[Part of a data file]
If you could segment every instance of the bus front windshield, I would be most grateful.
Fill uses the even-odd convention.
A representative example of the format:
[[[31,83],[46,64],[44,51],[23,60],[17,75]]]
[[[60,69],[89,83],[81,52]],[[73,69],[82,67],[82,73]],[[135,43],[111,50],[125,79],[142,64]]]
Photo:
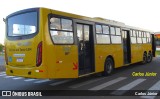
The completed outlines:
[[[8,36],[23,36],[37,32],[37,12],[14,15],[7,20]]]

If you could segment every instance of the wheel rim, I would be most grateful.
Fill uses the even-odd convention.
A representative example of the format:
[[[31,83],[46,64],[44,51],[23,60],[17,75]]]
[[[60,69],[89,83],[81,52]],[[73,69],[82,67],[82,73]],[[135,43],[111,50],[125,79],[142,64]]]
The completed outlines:
[[[144,55],[143,55],[143,63],[145,63],[146,60],[147,60],[147,56],[146,56],[146,54],[144,54]]]
[[[151,61],[151,53],[148,54],[148,58],[147,58],[148,62]]]
[[[107,73],[109,74],[112,71],[112,63],[111,63],[111,61],[108,61],[106,65],[107,65],[106,66],[107,67]]]

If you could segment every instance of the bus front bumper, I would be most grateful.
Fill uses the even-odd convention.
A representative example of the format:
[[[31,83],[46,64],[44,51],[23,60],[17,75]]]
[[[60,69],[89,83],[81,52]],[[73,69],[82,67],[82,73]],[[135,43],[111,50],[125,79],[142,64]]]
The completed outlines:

◆ TO BE DONE ◆
Format the lines from the one containing "bumper, I would be most grateful." through the end of the entries as a Markdown table with columns n and Line, numbering each row and leaving out blank lines.

◆ RESULT OF THE EXERCISE ◆
| n | Line |
|---|---|
| 1 | If you could segment every instance of the bus front bumper, I would be most grateful. |
| 2 | Fill uses the even-odd convention. |
| 3 | A representative example of the format: |
| 4 | [[[31,83],[46,64],[44,51],[23,60],[17,75]]] |
| 5 | [[[60,69],[89,83],[81,52]],[[73,69],[82,67],[82,73]],[[135,43],[111,50],[125,79],[142,64]]] |
| 6 | The completed outlines: |